How to complete this task = In the entries below, find the line with "Target: recessed ceiling light" and the line with "Practice step: put a point on each instance of the large". Return those two lines and all lines between them, exactly.

-------------------------

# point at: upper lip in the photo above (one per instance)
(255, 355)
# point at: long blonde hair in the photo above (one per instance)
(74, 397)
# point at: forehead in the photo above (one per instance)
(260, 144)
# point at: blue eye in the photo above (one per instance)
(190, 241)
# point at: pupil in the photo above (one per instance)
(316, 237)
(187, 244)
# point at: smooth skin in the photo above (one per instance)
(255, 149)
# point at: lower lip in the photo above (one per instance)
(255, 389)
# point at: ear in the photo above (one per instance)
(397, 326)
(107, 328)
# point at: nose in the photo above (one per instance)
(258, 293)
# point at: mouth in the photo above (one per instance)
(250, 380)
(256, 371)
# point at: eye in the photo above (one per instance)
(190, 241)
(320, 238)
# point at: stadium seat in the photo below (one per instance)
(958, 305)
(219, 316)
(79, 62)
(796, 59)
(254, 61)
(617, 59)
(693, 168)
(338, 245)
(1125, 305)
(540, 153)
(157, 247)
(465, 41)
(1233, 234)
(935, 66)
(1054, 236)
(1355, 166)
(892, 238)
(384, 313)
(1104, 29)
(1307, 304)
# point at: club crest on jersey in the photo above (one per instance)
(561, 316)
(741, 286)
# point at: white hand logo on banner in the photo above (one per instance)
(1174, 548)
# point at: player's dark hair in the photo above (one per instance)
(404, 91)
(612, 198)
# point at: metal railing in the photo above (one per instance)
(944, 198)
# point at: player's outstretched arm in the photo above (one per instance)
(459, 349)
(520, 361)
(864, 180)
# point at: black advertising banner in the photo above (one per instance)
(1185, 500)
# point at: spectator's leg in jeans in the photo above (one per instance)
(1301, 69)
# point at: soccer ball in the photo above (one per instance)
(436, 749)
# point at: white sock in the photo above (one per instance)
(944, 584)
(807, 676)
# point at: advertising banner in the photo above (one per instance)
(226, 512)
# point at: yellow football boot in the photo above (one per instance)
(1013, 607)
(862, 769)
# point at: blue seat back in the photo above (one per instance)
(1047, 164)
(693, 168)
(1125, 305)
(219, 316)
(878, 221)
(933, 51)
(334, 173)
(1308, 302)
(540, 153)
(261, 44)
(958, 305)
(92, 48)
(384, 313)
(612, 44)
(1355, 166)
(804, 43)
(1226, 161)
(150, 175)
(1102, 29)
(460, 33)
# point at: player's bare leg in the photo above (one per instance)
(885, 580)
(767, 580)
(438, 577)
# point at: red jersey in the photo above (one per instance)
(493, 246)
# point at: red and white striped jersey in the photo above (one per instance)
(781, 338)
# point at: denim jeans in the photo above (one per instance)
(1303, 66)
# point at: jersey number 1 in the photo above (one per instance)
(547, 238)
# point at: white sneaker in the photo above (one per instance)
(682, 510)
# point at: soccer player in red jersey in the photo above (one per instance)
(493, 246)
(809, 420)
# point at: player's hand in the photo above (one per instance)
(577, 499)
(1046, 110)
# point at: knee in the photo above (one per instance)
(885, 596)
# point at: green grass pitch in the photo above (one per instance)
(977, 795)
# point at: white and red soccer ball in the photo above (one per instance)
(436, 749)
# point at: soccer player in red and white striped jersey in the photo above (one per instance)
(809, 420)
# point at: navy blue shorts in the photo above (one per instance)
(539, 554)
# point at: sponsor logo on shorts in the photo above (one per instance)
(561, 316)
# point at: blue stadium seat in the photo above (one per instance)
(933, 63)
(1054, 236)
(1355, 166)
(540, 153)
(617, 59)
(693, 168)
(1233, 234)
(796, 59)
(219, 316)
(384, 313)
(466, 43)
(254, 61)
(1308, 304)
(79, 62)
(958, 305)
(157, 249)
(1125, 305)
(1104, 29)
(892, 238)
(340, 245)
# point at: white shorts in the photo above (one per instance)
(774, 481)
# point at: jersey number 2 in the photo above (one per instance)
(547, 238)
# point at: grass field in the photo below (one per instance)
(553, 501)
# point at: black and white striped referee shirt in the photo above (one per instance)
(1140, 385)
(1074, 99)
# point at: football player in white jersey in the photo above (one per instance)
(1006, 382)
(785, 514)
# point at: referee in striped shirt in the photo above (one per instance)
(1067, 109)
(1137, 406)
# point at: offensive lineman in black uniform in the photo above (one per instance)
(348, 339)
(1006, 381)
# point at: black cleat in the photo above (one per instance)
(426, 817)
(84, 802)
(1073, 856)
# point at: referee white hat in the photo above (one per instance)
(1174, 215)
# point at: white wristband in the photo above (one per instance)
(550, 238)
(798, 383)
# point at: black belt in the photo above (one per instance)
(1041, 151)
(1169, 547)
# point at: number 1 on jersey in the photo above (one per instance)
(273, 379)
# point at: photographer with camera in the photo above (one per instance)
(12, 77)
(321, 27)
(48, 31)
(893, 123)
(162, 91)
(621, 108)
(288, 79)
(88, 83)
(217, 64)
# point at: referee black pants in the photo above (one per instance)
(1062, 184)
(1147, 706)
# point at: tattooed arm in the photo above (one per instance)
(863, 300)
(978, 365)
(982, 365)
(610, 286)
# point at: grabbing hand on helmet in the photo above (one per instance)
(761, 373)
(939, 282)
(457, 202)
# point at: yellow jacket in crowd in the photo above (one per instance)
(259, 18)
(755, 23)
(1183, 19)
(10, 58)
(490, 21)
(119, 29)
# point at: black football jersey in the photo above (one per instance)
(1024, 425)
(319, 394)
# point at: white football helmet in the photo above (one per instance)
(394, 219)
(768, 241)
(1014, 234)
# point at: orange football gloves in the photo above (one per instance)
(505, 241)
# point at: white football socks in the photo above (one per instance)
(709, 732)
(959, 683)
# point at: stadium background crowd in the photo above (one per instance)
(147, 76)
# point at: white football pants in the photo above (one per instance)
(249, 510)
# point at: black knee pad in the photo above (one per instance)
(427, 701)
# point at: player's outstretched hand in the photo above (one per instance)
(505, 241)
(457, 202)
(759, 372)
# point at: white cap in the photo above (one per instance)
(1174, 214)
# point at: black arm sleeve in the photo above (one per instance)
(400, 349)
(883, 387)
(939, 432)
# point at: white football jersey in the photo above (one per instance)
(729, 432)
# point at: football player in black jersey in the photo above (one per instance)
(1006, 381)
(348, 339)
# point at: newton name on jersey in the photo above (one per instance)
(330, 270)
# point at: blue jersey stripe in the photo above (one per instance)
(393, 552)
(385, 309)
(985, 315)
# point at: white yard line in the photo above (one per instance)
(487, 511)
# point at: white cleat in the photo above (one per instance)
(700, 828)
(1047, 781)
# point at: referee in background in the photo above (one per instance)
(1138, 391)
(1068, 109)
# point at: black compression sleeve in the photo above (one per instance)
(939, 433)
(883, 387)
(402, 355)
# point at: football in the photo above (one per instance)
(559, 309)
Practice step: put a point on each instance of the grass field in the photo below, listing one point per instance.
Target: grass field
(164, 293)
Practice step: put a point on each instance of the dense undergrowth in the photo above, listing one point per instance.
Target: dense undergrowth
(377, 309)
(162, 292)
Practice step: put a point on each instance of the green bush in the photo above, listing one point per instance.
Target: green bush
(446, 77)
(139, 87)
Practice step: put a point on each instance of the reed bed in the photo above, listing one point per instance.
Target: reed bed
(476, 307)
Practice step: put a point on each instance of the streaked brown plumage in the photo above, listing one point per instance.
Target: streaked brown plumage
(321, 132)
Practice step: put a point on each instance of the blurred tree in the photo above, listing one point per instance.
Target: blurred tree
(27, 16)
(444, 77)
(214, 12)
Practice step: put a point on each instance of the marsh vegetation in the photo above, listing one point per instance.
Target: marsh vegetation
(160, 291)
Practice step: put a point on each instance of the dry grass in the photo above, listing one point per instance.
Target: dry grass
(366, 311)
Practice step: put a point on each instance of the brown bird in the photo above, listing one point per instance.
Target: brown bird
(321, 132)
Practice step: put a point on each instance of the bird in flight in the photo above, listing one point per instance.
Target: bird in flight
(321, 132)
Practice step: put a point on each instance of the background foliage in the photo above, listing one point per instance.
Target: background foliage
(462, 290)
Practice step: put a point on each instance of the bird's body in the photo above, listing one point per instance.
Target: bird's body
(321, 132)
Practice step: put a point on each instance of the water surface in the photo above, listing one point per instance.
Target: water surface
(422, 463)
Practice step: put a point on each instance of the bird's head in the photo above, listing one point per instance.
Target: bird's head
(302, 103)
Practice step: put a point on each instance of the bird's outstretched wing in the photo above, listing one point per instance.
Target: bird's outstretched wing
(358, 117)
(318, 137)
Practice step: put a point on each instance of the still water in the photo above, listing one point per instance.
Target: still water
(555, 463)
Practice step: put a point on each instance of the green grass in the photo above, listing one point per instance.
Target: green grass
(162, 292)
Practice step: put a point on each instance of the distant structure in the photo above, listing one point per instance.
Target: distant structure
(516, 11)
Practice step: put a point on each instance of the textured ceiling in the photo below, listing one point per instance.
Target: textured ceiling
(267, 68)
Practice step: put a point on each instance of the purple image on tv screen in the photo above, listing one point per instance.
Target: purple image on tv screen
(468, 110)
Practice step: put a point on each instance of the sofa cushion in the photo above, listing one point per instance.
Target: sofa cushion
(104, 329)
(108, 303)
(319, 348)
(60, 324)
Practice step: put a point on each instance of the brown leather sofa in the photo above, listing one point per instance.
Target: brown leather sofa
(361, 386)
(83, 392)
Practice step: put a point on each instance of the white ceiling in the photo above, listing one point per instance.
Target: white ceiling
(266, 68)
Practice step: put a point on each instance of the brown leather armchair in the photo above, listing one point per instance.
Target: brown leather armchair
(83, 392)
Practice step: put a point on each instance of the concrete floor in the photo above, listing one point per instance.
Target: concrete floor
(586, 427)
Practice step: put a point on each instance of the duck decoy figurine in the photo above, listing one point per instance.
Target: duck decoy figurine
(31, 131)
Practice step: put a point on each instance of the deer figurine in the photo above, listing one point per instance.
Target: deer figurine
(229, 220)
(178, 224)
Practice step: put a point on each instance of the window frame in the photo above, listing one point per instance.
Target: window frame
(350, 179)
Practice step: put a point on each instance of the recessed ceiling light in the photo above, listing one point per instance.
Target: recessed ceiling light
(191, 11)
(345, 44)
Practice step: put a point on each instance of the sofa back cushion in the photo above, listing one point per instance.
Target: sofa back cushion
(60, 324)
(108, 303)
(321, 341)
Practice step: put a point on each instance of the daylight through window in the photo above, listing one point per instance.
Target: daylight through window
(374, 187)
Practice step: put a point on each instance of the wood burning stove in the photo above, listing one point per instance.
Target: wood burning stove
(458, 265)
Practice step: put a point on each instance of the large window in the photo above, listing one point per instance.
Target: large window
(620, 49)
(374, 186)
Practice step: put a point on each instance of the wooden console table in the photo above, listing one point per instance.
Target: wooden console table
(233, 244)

-------------------------

Result of the task =
Target: recessed ceiling light
(191, 11)
(345, 44)
Practice step: put a point on each instance of the sofa back cushion in the photo above, listing one point per instance.
Target: sofa back cushion
(60, 324)
(108, 303)
(321, 341)
Practice step: put a point on each instance of the daylight through window in the photo above, listing one point per instance.
Target: daylight through window
(374, 187)
Practice step: put a point on each instance of the wood burning stove in the photo above, listing one point per instance.
Target: wood burning stove
(458, 265)
Practice step: put a point on each instance of the large window in the photo above, listing one point per instance.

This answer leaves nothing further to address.